(Data for processing begins)

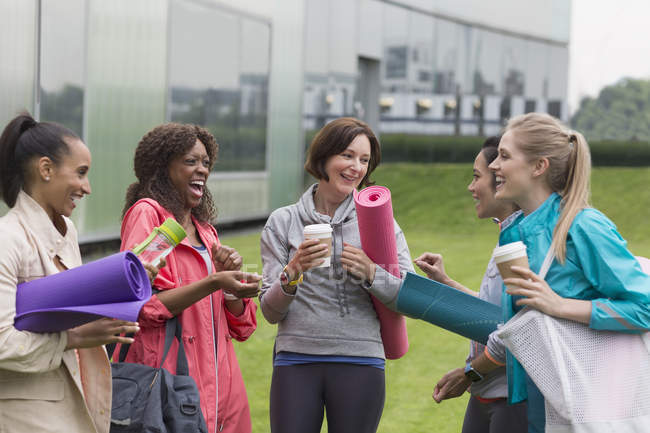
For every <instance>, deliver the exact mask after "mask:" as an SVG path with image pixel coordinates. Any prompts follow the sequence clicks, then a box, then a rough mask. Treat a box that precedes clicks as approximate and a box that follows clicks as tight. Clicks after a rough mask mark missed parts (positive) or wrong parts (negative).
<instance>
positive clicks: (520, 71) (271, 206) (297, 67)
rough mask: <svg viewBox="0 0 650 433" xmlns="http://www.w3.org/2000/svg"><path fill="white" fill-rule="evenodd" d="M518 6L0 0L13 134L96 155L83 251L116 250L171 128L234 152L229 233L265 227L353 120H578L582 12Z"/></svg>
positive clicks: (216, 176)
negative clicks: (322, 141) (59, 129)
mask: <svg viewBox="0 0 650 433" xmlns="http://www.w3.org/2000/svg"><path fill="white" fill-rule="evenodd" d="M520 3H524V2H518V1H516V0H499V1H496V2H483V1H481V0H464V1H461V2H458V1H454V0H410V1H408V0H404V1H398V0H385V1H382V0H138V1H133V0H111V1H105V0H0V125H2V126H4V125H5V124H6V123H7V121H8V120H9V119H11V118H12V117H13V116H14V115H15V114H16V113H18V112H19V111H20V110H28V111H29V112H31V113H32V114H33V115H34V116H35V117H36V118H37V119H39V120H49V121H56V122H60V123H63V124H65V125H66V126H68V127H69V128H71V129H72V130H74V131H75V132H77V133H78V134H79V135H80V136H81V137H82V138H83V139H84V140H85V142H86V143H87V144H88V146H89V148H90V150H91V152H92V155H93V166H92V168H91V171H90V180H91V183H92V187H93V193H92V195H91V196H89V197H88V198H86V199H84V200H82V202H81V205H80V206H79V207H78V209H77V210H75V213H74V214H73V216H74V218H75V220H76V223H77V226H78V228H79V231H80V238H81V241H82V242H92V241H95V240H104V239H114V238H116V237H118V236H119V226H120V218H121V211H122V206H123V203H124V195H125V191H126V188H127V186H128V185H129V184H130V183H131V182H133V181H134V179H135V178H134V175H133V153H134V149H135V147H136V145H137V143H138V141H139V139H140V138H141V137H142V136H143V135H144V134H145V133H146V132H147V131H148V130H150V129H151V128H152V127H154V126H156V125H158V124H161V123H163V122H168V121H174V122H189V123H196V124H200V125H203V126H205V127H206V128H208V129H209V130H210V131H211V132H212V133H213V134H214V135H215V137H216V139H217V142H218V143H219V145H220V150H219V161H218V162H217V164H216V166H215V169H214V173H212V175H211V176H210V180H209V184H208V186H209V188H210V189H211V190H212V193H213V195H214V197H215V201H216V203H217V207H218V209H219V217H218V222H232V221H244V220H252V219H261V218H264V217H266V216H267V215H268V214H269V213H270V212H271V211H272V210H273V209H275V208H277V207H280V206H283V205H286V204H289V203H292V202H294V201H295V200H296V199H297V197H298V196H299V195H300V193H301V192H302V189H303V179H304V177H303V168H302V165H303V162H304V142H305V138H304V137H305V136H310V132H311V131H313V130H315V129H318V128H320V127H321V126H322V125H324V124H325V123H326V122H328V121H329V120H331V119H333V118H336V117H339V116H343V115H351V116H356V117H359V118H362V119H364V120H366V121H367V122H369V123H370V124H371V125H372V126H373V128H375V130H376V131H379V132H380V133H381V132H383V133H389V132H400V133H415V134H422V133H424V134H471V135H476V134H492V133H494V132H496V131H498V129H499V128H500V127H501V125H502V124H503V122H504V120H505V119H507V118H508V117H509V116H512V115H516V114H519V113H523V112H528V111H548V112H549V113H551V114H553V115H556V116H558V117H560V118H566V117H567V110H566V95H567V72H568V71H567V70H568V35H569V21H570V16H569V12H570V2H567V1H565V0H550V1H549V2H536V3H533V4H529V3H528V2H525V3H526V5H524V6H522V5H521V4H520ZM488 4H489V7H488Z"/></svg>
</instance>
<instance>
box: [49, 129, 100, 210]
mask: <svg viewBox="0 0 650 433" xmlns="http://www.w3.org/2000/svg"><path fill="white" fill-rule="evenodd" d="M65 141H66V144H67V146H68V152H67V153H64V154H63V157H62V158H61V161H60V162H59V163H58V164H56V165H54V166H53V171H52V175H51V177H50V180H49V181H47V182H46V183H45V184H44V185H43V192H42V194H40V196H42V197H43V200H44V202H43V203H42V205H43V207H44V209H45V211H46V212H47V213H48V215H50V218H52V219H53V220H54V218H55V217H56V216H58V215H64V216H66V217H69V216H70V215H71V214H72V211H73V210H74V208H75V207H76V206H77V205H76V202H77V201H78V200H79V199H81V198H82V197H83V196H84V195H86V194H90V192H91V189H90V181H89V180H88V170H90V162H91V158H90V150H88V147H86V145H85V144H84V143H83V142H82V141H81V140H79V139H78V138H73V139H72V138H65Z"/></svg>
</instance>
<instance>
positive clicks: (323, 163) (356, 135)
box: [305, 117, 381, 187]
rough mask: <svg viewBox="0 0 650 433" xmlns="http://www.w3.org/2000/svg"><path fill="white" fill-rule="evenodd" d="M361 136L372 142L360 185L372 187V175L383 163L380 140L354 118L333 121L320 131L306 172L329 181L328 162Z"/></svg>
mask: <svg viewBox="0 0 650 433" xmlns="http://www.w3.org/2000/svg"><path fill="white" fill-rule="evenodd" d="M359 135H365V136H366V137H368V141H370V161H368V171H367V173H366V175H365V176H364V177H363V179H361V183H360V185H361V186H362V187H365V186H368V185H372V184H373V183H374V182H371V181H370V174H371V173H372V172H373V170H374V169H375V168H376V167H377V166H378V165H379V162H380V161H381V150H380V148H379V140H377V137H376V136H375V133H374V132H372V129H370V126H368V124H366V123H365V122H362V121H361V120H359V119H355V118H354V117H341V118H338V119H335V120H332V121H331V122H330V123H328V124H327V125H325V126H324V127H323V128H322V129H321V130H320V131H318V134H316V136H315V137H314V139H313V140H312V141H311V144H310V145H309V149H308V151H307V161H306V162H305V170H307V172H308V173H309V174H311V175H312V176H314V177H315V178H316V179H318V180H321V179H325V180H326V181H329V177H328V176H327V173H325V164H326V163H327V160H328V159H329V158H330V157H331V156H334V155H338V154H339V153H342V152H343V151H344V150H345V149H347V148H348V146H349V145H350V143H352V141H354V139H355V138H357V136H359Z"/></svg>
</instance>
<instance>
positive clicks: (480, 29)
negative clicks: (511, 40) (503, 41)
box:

(Data for processing ends)

→ **What the task asks**: Could you please repeat the entries above exactly, with every picture left out?

→ **Answer to the exercise**:
For every <instance>, deliver the exact mask after "mask:" as an SVG path with image pixel coordinates. Any prompts follow the sequence clicks, then a box, then a rough mask. Treat a box that precedes clicks as approximate and a box that follows clicks as tight. Clicks after a rough mask mark missed parts (positive) or wrong parts (negative).
<instance>
positive clicks: (520, 71) (271, 206) (297, 67)
rough mask: <svg viewBox="0 0 650 433" xmlns="http://www.w3.org/2000/svg"><path fill="white" fill-rule="evenodd" d="M518 6L0 0L13 134L96 155L83 251L116 250L171 128L234 152L229 233L265 227L353 120H578L582 12Z"/></svg>
positive clicks: (216, 176)
negative clicks: (322, 141) (59, 129)
mask: <svg viewBox="0 0 650 433" xmlns="http://www.w3.org/2000/svg"><path fill="white" fill-rule="evenodd" d="M520 3H524V2H518V1H516V0H499V1H496V2H483V1H481V0H464V1H461V2H458V1H454V0H410V1H408V0H404V1H398V0H385V1H382V0H138V1H133V0H111V1H105V0H0V125H2V126H4V125H5V124H6V123H7V121H8V120H9V119H11V118H12V117H13V116H14V115H15V114H16V113H18V112H19V111H20V110H28V111H29V112H31V113H32V114H33V115H34V116H35V117H36V118H37V119H39V120H49V121H56V122H60V123H63V124H65V125H66V126H68V127H69V128H71V129H72V130H74V131H75V132H77V133H78V134H79V135H80V136H81V137H82V138H83V139H84V140H85V142H86V143H87V144H88V146H89V148H90V150H91V152H92V155H93V166H92V168H91V171H90V180H91V183H92V187H93V193H92V195H91V196H89V197H88V198H86V199H84V200H82V202H81V205H80V206H79V207H78V209H77V210H75V213H74V214H73V216H74V218H75V220H76V223H77V226H78V228H79V231H80V238H81V241H82V242H92V241H95V240H104V239H114V238H116V237H118V236H119V226H120V218H121V211H122V206H123V203H124V195H125V191H126V188H127V186H128V185H129V184H130V183H131V182H133V181H134V179H135V178H134V175H133V153H134V149H135V147H136V145H137V143H138V141H139V139H140V138H141V137H142V136H143V135H144V134H145V133H146V132H147V131H148V130H150V129H151V128H152V127H154V126H156V125H158V124H161V123H163V122H168V121H174V122H189V123H196V124H200V125H203V126H205V127H206V128H208V129H209V130H210V131H211V132H212V133H213V134H214V135H215V137H216V139H217V142H218V143H219V145H220V150H219V161H218V162H217V164H216V166H215V169H214V173H212V175H211V176H210V180H209V184H208V186H209V188H210V189H211V190H212V193H213V195H214V197H215V201H216V203H217V207H218V209H219V217H218V222H232V221H244V220H252V219H261V218H264V217H266V216H267V215H268V214H269V213H270V212H271V211H272V210H273V209H275V208H277V207H280V206H283V205H286V204H289V203H292V202H294V201H295V200H296V199H297V197H298V196H299V195H300V193H301V192H302V189H303V179H304V177H303V168H302V165H303V162H304V142H305V138H304V137H305V136H310V132H311V131H313V130H315V129H318V128H320V127H321V126H322V125H324V124H325V123H326V122H328V121H329V120H331V119H333V118H336V117H339V116H343V115H351V116H356V117H359V118H362V119H364V120H366V121H367V122H369V123H370V124H371V125H372V126H373V128H375V130H376V131H379V132H380V133H381V132H383V133H389V132H400V133H415V134H422V133H424V134H471V135H476V134H492V133H494V132H496V131H498V129H499V128H500V127H501V125H502V124H503V122H504V120H505V119H507V118H508V117H509V116H512V115H516V114H519V113H523V112H528V111H548V112H549V113H551V114H553V115H556V116H558V117H560V118H566V117H567V110H566V95H567V72H568V71H567V70H568V35H569V21H570V16H569V12H570V2H567V1H565V0H550V1H549V2H536V3H533V4H529V3H528V2H525V3H526V5H524V6H522V5H521V4H520ZM488 4H489V7H488Z"/></svg>
</instance>
<instance>
box: [49, 129, 100, 210]
mask: <svg viewBox="0 0 650 433" xmlns="http://www.w3.org/2000/svg"><path fill="white" fill-rule="evenodd" d="M65 141H66V144H67V146H68V152H67V153H64V154H63V157H62V158H61V161H60V162H59V163H58V164H56V165H54V166H53V171H52V175H51V177H50V180H49V181H47V182H46V183H45V184H44V185H43V192H42V194H40V196H42V197H43V200H44V202H43V203H42V205H43V207H44V209H45V211H46V212H47V213H48V215H50V218H52V219H53V220H54V218H55V217H56V216H58V215H64V216H66V217H69V216H70V215H71V214H72V211H73V210H74V208H75V207H76V206H77V205H76V202H77V201H78V200H79V199H81V198H82V197H83V196H84V195H86V194H90V192H91V189H90V181H89V180H88V170H90V162H91V158H90V150H88V147H86V145H85V144H84V143H83V142H82V141H81V140H79V139H78V138H73V139H72V138H65Z"/></svg>
</instance>
<instance>
positive clicks: (323, 163) (356, 135)
box: [305, 117, 381, 187]
rough mask: <svg viewBox="0 0 650 433" xmlns="http://www.w3.org/2000/svg"><path fill="white" fill-rule="evenodd" d="M361 136L372 142L360 185L372 187V175L383 163L380 140L354 118L333 121L320 131L306 172L329 181L328 162Z"/></svg>
mask: <svg viewBox="0 0 650 433" xmlns="http://www.w3.org/2000/svg"><path fill="white" fill-rule="evenodd" d="M359 135H365V136H366V137H368V141H370V161H368V171H367V173H366V175H365V176H364V177H363V179H361V183H360V185H361V186H362V187H365V186H368V185H372V184H373V183H374V182H371V181H370V174H371V173H372V172H373V170H374V169H375V168H376V167H377V166H378V165H379V162H380V161H381V150H380V148H379V140H377V137H376V136H375V133H374V132H372V129H370V126H368V124H366V123H365V122H362V121H361V120H359V119H355V118H354V117H341V118H338V119H335V120H332V121H331V122H330V123H328V124H327V125H325V126H324V127H323V128H322V129H321V130H320V131H318V134H316V136H315V137H314V139H313V140H312V141H311V144H310V145H309V149H308V151H307V161H306V162H305V170H307V172H308V173H309V174H311V175H312V176H314V177H315V178H316V179H318V180H321V179H325V180H326V181H329V177H328V176H327V173H325V164H326V163H327V160H328V159H329V158H330V157H331V156H334V155H338V154H339V153H342V152H343V151H344V150H345V149H347V148H348V146H349V145H350V143H352V141H354V139H355V138H357V136H359Z"/></svg>
</instance>
<instance>
positive clicks: (480, 29)
negative clicks: (511, 40) (503, 41)
box:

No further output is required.